==== DATASET ====
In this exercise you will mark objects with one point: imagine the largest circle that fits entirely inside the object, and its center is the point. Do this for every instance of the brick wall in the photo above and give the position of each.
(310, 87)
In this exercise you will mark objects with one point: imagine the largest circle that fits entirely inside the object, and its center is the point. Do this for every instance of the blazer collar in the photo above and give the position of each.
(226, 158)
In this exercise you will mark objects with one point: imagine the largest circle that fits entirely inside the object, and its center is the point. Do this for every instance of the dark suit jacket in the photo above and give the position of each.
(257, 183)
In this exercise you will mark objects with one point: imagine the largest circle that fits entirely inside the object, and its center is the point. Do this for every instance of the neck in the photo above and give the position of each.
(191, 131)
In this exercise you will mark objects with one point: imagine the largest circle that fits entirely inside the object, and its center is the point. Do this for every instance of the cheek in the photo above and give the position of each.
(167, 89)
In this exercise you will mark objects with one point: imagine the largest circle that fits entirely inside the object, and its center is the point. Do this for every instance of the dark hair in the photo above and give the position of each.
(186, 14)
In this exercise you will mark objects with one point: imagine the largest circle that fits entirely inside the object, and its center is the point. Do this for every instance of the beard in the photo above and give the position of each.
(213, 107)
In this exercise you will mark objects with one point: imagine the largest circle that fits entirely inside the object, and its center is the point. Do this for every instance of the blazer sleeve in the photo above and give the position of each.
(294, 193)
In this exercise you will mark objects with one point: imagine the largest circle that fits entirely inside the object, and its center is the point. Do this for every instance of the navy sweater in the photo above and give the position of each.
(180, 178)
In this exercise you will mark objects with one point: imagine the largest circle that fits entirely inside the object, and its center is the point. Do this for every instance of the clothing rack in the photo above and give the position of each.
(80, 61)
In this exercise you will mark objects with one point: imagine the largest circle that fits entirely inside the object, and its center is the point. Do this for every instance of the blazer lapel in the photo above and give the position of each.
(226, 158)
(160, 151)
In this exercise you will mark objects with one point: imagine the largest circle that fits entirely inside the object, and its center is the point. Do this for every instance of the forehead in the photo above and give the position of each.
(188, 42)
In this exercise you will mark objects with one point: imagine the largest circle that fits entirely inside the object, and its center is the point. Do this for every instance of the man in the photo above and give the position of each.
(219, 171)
====
*YOUR OBJECTIVE*.
Make an exact copy of every line in the data.

*EXERCISE RESPONSE*.
In this exercise you will mark objects with one point: imagine the largest circle that fits entirely inside the object, and its center is the point. Do this for every instance of the brick wall in the photo above and give the position of each.
(310, 87)
In this exercise you will mark objects with one point: imagine the largest circle that fits entirely inside the object, and its center is the point. Do this for every instance of the blazer collar in the photo above and give the position of each.
(226, 158)
In this exercise you will mark objects with one point: imagine the largest circle that fits entirely inside the object, and its center is the point. Do this for every instance of the dark suit jacket in the photo above and give the position of each.
(257, 183)
In this exercise you will mark objects with one point: imagine the largest circle that fits entirely inside the object, and its center is the point. Do this for every instance of the neck in the photo above and give the position of each.
(191, 131)
In this exercise you will mark objects with one point: imagine the largest circle that fits entirely inside the object, and its center is the point. Do this for every instance of the cheek in the photo above and give the position of each.
(167, 89)
In this exercise you will mark objects with one point: imagine the largest circle that fits entirely inside the object, and its center is the point. Do this for every instance of the dark hair in the photo above and give the position of each.
(186, 14)
In this exercise you will mark objects with one point: imagine the largest circle that fits entirely inside the object, and its center is the point. Do this for every instance of the beard in the photo above and give the position of each.
(213, 107)
In this exercise you will mark objects with one point: imagine the largest circle that fits entirely inside the object, and its center is the point. Do this for every instance of the blazer sleeve in the photo above and give the position of each.
(294, 193)
In this exercise you will mark objects with one point: imagine the largest circle that fits entirely inside the object, and its center is the point. Do this for every instance of the navy sweater in the photo above and give the position of each.
(180, 178)
In this exercise you will mark objects with one point: imagine the largest circle that fits entirely inside the object, and its center is the point. Do this for every instance of the clothing rack in the photo above and give the position of each.
(80, 61)
In this exercise you will mark objects with one point: imagine the largest circle that fits entirely inside the object, and its center is the point. Do this for every instance of the blazer lapel in the photo above and give the position of each.
(226, 158)
(160, 151)
In this exercise you will mark objects with one point: imagine the largest circle that fits entirely inside the object, and its center is the point. Do this for every instance of the forehead in the photo above and give the position of each.
(188, 42)
In this exercise you will mark objects with one point: imagine the largest circle that fits entirely inside the object, and its center is the point. Do this for every instance of the man in the photo above and give the position of each.
(219, 171)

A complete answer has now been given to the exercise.